Tarefa proposta a: Segundo o texto sobre o referendo do Brexit, que expressão o jornal The Sun estampou em toda a sua primeira página?

Texto fornecido:
----
Do Serviço Noticioso Um Mundo A Ganhar (SNUMAG) de 27 de junho de 2016, aworldtowinns.co.uk
Grã-Bretanha: A reação ao Brexit é rebatizada de “vontade do povo”
Por Robert Borba
A 23 de junho, um referendo sobre se a Grã-Bretanha deveria sair da União Europeia [UE] resultou numa vitória para o lado do Sair. Poucas horas depois, o primeiro-ministro conservador David Cameron, que tinha convocado o referendo e que liderou a campanha para a Grã-Bretanha ficar na UE em oposição a uma grande parte do próprio partido dele, anunciou a sua demissão. Passados dias, foi estabelecido um desafio interno ao líder do Partido Trabalhista, Jeremy Corbyn, que também apoiou a campanha do Ficar. Como comentou um apresentador veterano de notícias da BBC, os dois principais partidos governamentais britânicos já antes tinham vivido alternadamente colapsos face a derrotas eleitorais, mas nunca antes ao mesmo tempo. A desordem em Westminster não tem precedentes. E as ondas de choque estão a propagar-se, atingindo a União Europeia e chegando para além dela.
O voto neste referendo está a ser amplamente salientado na comunicação social britânica como uma vitória de “o povo contra o sistema”. Os líderes da campanha do Sair proclamaram triunfalmente: “Recuperámos o nosso país”. O jornal britânico de maior circulação, The Sun, esparramou “Dia da Independência” em toda a sua primeira página. Os pânditas proclamaram que a Grã-Bretanha era “uma vez mais uma democracia independente e autogovernada”, tudo isto graças ao “veredicto do povo” – “O povo falou”.
Na realidade, as pessoas foram enganadas, manipuladas e profundamente rebaixadas por ambos os lados. Um vento nefasto está em ascensão, um libertar de uma mentalidade retrógrada indisfarçada, tal como está a acontecer nos países imperialistas “avançados” em geral. Já há pessoas – sobretudo mulheres e meninas – suspeitas de não serem suficientemente inglesas que estão a ser assediadas – e às vezes pior – em espaços públicos. Isto não é nada de novo, mas está agora a atingir uma nova profundidade pois há rufiões que aparentemente sentem que o referendo lhes ratificou o direito inato deles como homens “brancos” autoidentificados – e quem pode ser considerado “branco” na Grã-Bretanha é uma questão discutível – para espalharem o ressentimento deles pela maneira como têm sido tratados aqueles que eles consideram inferiores. É desta forma que a prometida “soberania” surge na rua.
Embora o referendo tenha resultado de discordâncias muito reais entre os governantes do país sobre a forma de lidar com as mudanças na posição da Grã-Bretanha no mundo e as mudanças no próprio mundo, e de intensas rivalidades políticas, a forma como a campanha foi levada a cabo desde o início por ambos os lados tornou-a num meio de atrair milhões de pessoas que têm sido cada vez mais alienadas e ficado cada vez mais zangadas com o atual estado das coisas e de as fazer regressar aos processos políticos que há muito tempo têm servido para legitimar o sistema capitalista.
----
Tarefa proposta b: Reúna todas as linhas dos registos que contêm a palavra "dark".
----
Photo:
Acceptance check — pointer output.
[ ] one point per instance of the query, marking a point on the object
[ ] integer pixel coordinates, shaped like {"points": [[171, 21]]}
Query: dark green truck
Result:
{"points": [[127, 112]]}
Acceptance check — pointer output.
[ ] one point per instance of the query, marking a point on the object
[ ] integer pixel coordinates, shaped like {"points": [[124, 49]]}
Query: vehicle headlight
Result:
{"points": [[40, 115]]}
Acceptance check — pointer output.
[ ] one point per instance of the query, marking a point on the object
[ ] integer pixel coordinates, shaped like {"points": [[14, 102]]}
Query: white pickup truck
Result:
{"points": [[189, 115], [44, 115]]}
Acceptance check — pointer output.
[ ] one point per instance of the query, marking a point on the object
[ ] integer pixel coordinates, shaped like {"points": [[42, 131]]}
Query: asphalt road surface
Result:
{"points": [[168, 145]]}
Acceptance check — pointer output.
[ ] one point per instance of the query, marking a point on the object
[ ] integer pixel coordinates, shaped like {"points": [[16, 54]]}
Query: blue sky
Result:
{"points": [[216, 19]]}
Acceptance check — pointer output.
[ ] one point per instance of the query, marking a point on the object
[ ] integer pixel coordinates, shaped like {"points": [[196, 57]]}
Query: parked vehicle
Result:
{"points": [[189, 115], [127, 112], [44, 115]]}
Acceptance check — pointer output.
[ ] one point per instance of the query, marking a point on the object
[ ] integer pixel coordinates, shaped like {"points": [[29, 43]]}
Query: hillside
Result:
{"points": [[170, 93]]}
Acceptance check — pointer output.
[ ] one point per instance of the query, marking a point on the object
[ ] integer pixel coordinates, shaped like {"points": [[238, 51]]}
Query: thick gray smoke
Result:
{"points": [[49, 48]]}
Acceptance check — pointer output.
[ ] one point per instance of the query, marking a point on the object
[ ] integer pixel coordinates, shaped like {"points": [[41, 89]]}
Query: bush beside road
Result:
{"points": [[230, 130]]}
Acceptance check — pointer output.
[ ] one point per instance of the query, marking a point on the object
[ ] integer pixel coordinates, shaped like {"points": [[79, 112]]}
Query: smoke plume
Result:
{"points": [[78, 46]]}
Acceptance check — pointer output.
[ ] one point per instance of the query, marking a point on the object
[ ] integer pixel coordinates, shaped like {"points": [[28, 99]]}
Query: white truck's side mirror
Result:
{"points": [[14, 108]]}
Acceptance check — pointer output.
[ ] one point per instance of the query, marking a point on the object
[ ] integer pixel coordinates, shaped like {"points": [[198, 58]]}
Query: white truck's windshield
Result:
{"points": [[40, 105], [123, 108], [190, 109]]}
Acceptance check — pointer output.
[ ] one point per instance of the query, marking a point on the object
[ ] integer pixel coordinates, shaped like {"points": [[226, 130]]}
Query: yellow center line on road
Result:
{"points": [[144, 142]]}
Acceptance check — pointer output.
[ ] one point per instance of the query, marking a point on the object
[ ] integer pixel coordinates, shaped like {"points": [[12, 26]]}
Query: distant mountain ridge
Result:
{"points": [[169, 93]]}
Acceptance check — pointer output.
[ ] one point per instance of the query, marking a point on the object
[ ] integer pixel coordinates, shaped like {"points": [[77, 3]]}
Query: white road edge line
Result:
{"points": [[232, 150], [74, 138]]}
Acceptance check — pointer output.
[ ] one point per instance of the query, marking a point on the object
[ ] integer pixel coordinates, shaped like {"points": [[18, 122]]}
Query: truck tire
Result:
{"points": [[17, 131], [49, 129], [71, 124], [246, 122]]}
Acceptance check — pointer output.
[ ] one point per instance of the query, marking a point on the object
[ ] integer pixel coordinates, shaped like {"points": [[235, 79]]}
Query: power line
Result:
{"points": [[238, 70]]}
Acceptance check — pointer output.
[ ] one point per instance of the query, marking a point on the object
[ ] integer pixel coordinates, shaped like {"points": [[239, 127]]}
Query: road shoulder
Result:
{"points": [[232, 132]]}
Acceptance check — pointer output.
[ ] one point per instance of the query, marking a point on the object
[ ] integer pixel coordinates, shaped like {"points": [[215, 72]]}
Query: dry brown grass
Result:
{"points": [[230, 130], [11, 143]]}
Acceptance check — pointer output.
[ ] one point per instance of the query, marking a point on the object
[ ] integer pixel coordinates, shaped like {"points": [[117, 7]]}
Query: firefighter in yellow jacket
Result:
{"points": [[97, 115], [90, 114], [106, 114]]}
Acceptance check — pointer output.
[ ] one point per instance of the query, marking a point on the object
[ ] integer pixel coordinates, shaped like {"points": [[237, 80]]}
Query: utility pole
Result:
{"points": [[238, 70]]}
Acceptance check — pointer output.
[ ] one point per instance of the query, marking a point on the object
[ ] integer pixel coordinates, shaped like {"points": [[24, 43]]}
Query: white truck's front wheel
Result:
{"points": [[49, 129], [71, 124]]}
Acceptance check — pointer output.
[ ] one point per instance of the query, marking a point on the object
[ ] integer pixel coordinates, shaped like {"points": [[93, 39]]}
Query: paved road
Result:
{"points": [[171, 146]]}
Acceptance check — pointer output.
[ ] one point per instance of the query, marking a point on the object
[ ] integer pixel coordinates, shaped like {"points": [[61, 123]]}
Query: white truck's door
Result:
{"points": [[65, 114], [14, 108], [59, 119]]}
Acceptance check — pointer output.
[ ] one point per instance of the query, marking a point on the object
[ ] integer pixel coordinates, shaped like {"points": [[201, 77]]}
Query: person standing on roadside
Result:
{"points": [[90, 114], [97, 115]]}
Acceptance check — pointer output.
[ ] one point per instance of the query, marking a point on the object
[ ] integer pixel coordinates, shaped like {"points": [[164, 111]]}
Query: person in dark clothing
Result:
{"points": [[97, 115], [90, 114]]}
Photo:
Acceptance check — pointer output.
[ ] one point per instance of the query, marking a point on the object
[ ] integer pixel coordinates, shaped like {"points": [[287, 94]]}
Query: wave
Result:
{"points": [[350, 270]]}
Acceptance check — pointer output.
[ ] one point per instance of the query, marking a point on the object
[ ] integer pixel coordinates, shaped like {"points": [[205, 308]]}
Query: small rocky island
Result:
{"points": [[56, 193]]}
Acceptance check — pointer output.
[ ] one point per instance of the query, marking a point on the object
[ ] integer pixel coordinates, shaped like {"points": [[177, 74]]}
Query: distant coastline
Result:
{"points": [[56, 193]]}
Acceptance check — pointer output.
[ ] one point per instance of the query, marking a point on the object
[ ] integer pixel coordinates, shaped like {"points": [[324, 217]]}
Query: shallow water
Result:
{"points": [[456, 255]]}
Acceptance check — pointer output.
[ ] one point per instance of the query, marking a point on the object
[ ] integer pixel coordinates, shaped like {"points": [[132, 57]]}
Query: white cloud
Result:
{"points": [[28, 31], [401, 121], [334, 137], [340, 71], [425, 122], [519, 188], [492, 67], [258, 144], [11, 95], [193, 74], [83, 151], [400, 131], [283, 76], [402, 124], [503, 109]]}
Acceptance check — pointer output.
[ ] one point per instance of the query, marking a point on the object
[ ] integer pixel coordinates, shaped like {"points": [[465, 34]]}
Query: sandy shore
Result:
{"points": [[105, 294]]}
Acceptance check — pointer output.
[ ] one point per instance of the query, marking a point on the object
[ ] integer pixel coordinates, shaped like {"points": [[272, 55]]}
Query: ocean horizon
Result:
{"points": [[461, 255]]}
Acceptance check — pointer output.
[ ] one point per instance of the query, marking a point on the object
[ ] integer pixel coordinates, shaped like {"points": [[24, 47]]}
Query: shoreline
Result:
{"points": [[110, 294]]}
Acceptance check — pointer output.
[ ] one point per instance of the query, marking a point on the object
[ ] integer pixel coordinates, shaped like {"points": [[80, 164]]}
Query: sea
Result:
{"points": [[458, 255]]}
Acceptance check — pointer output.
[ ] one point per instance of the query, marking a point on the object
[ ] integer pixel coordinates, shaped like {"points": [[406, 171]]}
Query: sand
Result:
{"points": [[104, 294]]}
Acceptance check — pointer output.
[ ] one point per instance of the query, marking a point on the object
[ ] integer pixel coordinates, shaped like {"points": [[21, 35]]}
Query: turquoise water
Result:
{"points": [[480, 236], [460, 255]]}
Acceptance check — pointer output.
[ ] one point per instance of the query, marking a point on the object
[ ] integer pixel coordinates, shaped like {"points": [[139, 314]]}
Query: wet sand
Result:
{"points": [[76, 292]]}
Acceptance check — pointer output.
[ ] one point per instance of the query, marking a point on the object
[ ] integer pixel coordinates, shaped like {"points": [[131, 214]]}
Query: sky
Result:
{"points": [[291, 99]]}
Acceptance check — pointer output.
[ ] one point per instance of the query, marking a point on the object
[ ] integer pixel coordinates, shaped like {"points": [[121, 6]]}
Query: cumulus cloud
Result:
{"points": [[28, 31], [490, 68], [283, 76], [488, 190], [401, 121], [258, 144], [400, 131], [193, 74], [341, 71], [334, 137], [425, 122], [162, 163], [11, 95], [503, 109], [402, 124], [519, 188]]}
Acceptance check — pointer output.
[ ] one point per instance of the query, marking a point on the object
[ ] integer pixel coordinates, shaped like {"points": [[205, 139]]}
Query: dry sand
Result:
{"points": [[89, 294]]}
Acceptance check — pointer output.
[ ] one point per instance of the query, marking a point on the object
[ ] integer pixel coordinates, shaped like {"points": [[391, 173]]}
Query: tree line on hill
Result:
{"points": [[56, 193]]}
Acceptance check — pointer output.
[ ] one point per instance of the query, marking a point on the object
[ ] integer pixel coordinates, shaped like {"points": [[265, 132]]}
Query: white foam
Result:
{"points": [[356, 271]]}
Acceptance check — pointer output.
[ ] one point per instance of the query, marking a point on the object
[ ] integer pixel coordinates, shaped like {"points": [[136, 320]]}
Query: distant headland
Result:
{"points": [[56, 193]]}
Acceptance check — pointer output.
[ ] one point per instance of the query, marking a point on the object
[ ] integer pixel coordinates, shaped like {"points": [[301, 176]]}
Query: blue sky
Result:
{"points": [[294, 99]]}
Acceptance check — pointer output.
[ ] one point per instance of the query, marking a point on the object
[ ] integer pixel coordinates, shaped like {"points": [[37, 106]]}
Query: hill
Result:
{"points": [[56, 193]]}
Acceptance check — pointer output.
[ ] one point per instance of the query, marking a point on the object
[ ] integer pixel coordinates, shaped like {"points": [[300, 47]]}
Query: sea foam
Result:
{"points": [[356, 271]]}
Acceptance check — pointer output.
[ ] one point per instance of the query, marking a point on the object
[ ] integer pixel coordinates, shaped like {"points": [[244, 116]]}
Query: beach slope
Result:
----
Resposta completa a: “Dia da Independência”.

Resposta completa b:
Query: dark green truck
Query: person in dark clothing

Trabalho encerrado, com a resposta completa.